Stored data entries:
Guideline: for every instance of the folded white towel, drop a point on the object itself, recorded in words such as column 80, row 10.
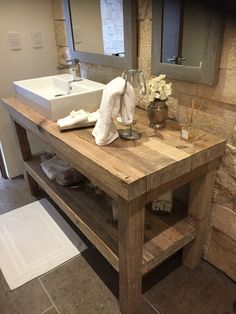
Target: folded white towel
column 53, row 166
column 114, row 103
column 78, row 118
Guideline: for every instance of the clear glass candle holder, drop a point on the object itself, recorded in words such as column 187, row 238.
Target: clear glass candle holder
column 189, row 132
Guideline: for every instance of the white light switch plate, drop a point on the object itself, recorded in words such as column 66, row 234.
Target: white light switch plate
column 36, row 37
column 14, row 40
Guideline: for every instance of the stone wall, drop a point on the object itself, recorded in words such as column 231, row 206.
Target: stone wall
column 215, row 114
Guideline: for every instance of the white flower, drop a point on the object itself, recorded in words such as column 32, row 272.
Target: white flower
column 158, row 88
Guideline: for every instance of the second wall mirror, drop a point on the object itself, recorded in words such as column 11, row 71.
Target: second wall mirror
column 186, row 40
column 102, row 32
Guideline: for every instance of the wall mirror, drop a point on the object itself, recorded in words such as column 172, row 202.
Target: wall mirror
column 102, row 32
column 186, row 40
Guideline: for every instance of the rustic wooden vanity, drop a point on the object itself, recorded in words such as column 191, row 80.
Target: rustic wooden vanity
column 132, row 173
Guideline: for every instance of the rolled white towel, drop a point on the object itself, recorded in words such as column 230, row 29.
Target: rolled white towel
column 73, row 118
column 79, row 118
column 116, row 100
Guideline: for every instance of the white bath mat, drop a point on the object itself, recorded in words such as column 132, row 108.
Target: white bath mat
column 33, row 240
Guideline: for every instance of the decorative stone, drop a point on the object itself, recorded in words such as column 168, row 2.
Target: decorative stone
column 229, row 160
column 60, row 33
column 224, row 91
column 225, row 189
column 228, row 56
column 57, row 9
column 224, row 220
column 144, row 9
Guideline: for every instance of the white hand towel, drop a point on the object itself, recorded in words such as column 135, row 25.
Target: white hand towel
column 78, row 119
column 113, row 104
column 73, row 118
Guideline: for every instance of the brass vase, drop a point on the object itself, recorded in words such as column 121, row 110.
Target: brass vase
column 157, row 112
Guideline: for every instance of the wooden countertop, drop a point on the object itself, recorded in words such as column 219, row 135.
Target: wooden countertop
column 130, row 168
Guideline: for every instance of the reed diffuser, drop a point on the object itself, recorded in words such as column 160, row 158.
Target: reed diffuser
column 188, row 131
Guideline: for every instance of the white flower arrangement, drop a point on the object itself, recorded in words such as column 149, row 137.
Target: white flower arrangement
column 157, row 88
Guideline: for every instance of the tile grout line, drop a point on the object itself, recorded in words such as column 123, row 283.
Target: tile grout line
column 54, row 305
column 151, row 305
column 71, row 259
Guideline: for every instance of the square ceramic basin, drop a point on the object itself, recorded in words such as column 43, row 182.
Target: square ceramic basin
column 54, row 97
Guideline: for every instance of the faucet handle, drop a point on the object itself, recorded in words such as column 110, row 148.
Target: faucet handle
column 73, row 61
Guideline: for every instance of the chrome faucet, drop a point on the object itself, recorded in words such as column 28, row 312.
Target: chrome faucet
column 72, row 64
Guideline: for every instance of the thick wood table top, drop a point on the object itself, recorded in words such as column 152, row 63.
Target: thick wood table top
column 127, row 168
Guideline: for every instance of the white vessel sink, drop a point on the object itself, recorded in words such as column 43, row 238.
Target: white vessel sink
column 53, row 98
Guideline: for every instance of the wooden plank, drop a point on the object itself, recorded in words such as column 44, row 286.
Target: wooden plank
column 167, row 243
column 131, row 233
column 175, row 183
column 224, row 219
column 84, row 212
column 25, row 154
column 201, row 191
column 128, row 167
column 107, row 169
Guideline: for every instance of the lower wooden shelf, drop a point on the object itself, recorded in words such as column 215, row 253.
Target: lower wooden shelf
column 164, row 235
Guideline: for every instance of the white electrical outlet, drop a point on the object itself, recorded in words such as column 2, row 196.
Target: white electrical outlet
column 14, row 40
column 36, row 37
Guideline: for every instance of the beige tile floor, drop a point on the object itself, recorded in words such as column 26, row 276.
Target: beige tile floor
column 88, row 284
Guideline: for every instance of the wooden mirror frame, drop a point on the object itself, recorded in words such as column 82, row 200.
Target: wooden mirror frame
column 129, row 61
column 208, row 73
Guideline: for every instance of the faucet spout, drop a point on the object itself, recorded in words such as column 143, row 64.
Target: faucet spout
column 74, row 66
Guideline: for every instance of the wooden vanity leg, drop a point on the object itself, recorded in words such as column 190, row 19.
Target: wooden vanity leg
column 24, row 147
column 201, row 192
column 131, row 235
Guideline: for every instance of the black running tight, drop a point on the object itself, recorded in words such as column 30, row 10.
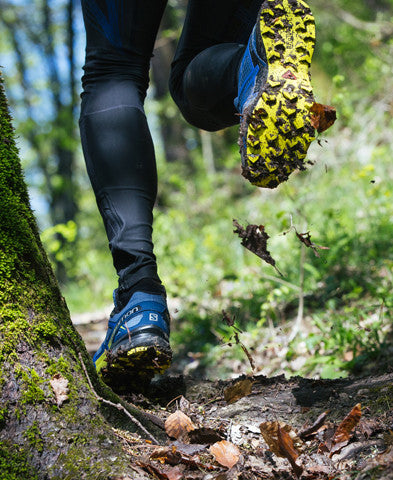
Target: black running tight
column 116, row 141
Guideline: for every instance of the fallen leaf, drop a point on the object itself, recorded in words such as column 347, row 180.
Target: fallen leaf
column 312, row 429
column 174, row 473
column 240, row 389
column 254, row 238
column 288, row 449
column 184, row 404
column 226, row 453
column 178, row 424
column 280, row 439
column 204, row 435
column 322, row 116
column 306, row 239
column 59, row 386
column 187, row 449
column 344, row 430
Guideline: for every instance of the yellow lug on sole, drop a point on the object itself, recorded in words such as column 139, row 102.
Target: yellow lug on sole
column 287, row 29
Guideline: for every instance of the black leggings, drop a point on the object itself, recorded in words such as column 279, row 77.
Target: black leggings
column 116, row 141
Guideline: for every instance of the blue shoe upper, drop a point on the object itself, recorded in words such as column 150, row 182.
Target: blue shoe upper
column 142, row 310
column 252, row 71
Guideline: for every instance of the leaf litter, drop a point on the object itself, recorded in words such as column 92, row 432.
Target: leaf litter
column 278, row 451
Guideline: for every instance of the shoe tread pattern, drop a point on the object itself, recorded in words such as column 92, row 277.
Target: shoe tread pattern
column 130, row 369
column 276, row 130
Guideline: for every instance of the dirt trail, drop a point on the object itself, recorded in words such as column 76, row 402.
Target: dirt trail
column 296, row 403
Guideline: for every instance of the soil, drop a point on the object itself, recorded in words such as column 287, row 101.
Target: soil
column 295, row 403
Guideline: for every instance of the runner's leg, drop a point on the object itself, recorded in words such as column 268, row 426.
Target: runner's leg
column 116, row 141
column 203, row 80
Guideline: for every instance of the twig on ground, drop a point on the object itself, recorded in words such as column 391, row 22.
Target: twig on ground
column 119, row 406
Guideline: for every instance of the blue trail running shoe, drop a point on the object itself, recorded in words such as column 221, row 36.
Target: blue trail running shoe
column 136, row 346
column 275, row 96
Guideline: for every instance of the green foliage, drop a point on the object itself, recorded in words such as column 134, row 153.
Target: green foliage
column 344, row 201
column 14, row 463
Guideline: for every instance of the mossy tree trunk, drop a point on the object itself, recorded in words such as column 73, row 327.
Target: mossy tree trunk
column 38, row 438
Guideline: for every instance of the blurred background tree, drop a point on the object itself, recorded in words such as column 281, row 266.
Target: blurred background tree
column 328, row 315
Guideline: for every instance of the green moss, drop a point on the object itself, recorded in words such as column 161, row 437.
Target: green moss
column 32, row 435
column 3, row 416
column 14, row 463
column 31, row 393
column 58, row 366
column 46, row 329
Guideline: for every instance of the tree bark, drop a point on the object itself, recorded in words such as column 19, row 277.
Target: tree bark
column 42, row 437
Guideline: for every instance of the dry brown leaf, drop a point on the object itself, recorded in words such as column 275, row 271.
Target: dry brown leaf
column 178, row 424
column 288, row 449
column 174, row 473
column 344, row 430
column 226, row 453
column 281, row 441
column 59, row 386
column 254, row 238
column 322, row 116
column 240, row 389
column 312, row 429
column 166, row 455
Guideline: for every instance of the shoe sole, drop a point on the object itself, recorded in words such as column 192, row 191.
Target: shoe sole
column 133, row 369
column 276, row 129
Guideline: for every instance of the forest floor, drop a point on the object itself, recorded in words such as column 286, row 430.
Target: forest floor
column 266, row 428
column 258, row 427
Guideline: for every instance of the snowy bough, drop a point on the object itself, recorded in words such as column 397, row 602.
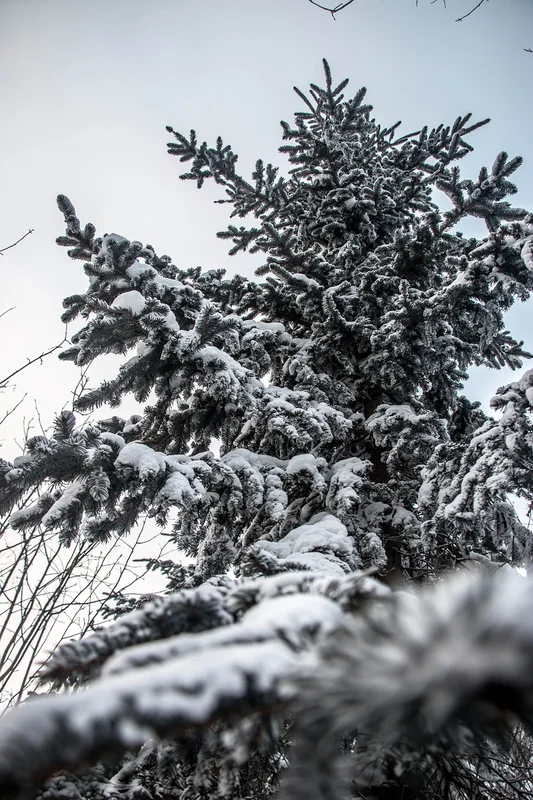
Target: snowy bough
column 313, row 645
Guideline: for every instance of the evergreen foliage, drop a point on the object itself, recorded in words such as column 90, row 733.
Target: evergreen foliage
column 349, row 463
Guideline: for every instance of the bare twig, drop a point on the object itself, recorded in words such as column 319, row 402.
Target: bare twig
column 3, row 249
column 3, row 381
column 460, row 19
column 334, row 10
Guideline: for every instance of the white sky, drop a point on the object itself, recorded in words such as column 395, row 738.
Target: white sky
column 88, row 88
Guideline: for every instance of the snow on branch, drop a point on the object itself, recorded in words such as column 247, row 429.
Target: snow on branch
column 57, row 732
column 409, row 670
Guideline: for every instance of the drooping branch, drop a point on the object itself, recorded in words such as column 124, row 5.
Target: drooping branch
column 332, row 11
column 9, row 246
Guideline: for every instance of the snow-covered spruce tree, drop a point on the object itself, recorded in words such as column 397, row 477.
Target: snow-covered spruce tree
column 346, row 449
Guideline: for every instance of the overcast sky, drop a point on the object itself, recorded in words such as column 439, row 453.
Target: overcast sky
column 88, row 88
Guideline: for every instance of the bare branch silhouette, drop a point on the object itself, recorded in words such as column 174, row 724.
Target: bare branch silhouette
column 3, row 249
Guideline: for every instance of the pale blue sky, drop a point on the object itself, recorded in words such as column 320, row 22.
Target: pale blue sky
column 88, row 88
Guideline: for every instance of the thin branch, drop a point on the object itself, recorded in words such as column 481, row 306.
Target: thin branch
column 3, row 381
column 3, row 249
column 332, row 11
column 460, row 19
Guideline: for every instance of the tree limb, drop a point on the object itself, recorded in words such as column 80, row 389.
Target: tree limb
column 3, row 249
column 332, row 11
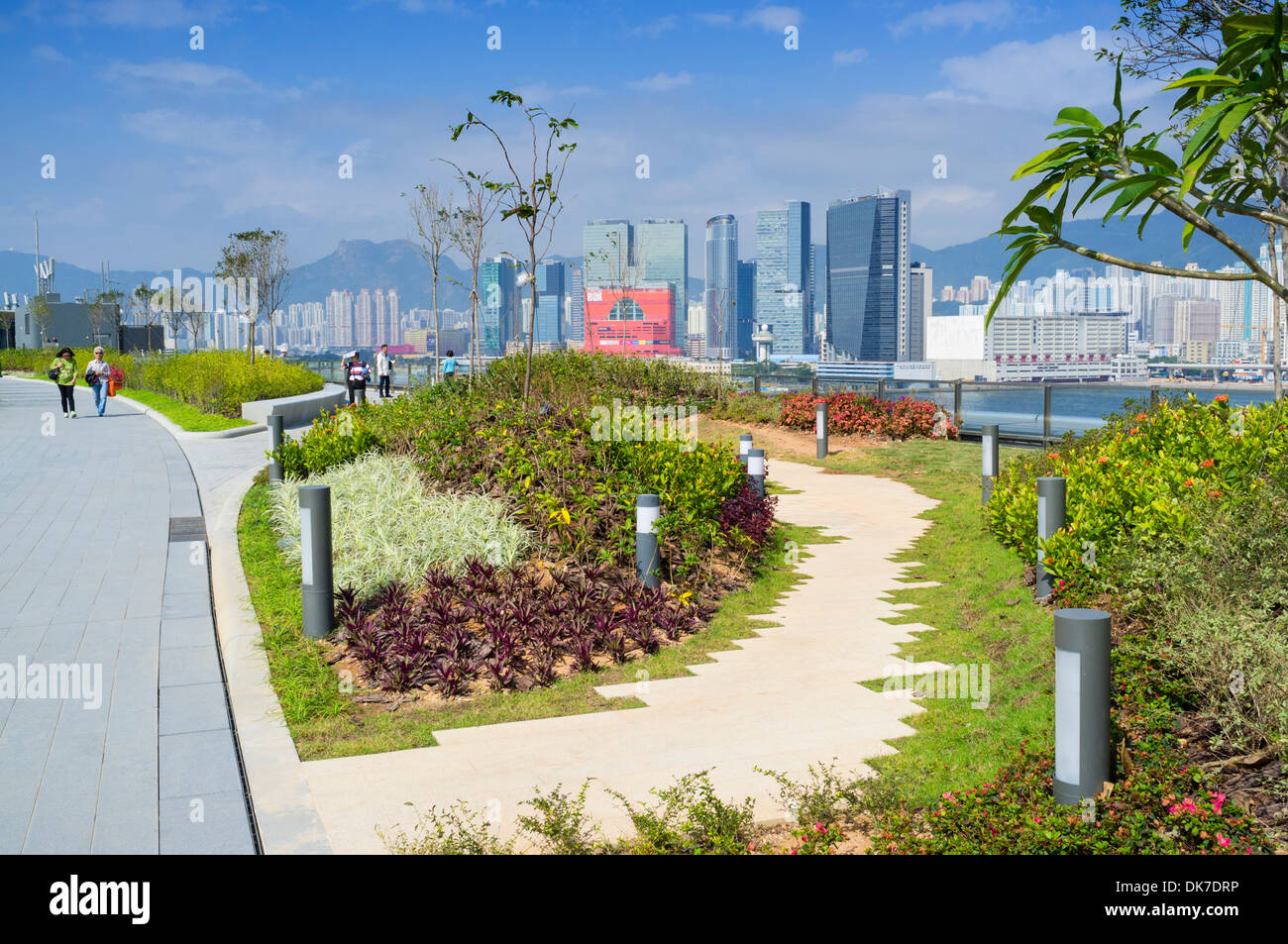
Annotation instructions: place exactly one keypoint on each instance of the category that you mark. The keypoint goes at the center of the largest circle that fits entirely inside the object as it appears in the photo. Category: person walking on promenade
(359, 376)
(62, 371)
(382, 369)
(98, 372)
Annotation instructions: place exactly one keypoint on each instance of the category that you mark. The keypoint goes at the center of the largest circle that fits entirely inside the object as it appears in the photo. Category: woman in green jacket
(65, 366)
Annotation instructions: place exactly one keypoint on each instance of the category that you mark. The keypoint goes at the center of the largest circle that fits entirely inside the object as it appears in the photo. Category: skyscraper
(721, 288)
(919, 297)
(606, 253)
(746, 309)
(498, 304)
(868, 275)
(578, 307)
(662, 254)
(818, 290)
(782, 275)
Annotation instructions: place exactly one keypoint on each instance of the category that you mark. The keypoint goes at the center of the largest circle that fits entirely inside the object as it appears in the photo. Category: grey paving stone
(185, 708)
(179, 605)
(189, 666)
(206, 824)
(187, 631)
(198, 763)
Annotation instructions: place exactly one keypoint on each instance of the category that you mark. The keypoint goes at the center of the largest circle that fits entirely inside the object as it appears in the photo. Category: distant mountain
(393, 264)
(956, 264)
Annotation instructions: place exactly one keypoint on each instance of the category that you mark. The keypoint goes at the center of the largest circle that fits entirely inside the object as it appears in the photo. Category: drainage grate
(187, 528)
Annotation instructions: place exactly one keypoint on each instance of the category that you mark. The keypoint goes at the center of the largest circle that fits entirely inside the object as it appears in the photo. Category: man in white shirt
(382, 369)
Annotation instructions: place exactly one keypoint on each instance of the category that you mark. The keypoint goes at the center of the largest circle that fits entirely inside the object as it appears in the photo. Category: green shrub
(561, 826)
(690, 819)
(1160, 807)
(1144, 474)
(1220, 588)
(456, 831)
(385, 527)
(746, 406)
(219, 381)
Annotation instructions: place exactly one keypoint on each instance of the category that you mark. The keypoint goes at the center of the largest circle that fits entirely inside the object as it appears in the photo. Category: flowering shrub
(850, 413)
(1144, 472)
(487, 627)
(1160, 807)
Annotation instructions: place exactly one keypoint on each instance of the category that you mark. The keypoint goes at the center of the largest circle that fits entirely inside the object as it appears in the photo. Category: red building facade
(638, 323)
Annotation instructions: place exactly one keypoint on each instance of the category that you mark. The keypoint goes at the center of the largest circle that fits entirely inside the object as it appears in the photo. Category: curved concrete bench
(296, 410)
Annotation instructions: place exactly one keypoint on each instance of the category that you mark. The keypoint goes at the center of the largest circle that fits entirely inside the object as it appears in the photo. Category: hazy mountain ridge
(359, 264)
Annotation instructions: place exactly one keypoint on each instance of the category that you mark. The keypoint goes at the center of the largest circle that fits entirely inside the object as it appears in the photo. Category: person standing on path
(359, 376)
(98, 372)
(382, 369)
(62, 371)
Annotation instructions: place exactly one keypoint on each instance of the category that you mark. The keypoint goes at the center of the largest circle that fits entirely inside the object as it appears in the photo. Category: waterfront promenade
(104, 579)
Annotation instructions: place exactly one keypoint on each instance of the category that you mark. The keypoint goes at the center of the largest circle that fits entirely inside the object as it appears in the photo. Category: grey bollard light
(756, 471)
(648, 509)
(820, 428)
(275, 430)
(1082, 749)
(318, 594)
(1050, 520)
(988, 476)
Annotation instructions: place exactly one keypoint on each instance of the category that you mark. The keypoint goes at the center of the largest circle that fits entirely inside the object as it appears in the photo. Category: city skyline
(188, 128)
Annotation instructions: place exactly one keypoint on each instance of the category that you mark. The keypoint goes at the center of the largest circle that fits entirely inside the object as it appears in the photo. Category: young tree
(622, 274)
(104, 313)
(259, 257)
(467, 231)
(1234, 159)
(432, 215)
(531, 196)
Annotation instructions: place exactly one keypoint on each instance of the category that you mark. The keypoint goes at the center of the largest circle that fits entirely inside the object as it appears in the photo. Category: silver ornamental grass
(385, 526)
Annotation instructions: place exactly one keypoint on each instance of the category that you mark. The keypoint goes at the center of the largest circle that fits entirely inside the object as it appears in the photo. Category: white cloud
(773, 18)
(48, 52)
(181, 73)
(961, 14)
(664, 82)
(849, 56)
(657, 27)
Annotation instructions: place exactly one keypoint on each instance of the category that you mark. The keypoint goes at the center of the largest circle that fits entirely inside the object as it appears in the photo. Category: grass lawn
(327, 723)
(973, 612)
(178, 412)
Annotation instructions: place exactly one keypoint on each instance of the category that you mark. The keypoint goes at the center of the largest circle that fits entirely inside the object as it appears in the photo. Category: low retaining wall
(296, 410)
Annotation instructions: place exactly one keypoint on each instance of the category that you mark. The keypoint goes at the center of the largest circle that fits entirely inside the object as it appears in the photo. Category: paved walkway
(103, 571)
(782, 699)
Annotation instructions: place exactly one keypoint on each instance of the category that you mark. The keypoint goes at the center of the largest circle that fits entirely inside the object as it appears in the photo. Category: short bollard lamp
(1082, 747)
(1050, 520)
(988, 472)
(275, 430)
(318, 592)
(648, 509)
(756, 471)
(820, 428)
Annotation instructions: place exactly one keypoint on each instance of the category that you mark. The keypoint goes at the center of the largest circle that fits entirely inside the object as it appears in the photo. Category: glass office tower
(721, 288)
(662, 254)
(868, 277)
(782, 275)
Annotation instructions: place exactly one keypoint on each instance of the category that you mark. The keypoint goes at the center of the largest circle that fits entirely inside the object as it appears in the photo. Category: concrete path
(782, 699)
(104, 578)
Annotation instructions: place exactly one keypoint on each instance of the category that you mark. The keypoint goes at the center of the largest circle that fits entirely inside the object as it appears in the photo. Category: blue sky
(161, 150)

* [TASK GOAL]
Please write out, exactly as they appear above, only the lines in the stretch from the line with "Guideline: for every instance of the white vessel" through the line with "Guideline: for every instance of the wooden vanity".

* [SOLUTION TO THIS EXERCISE]
Guideline: for every instance of the white vessel sink, drop a point on the object itself, recorded in words such as column 43, row 238.
Target: white vessel sink
column 53, row 98
Guideline: for every instance of the wooden plank, drop a point on the object itself, recorded in words such as column 44, row 286.
Target: wooden plank
column 167, row 243
column 131, row 233
column 175, row 183
column 224, row 219
column 84, row 212
column 25, row 154
column 201, row 191
column 128, row 167
column 107, row 169
Guideline: for every instance of the lower wooden shelf, drop a point on the object itself, recorded in words such as column 215, row 253.
Target: lower wooden shelf
column 164, row 235
Guideline: for every instance of the white electrical outlet, drop a point on the object itself, recorded in words such as column 2, row 196.
Target: white electrical outlet
column 14, row 40
column 36, row 37
Guideline: for every instance of the beige tile floor, drop a point on the object itself, recorded in words such as column 26, row 276.
Target: beige tile floor
column 88, row 284
Guideline: for every instance of the wooden mirror frame, drop a point on the object itself, recorded in words such as column 82, row 200.
Target: wooden mirror frame
column 129, row 61
column 208, row 73
Guideline: for every instance of the faucet spout, drop a point on the object itself, recorded in words such as column 143, row 64.
Target: faucet spout
column 74, row 66
Guideline: for every instance of the wooden vanity leg, drop a point on the object itself, recorded in words such as column 190, row 19.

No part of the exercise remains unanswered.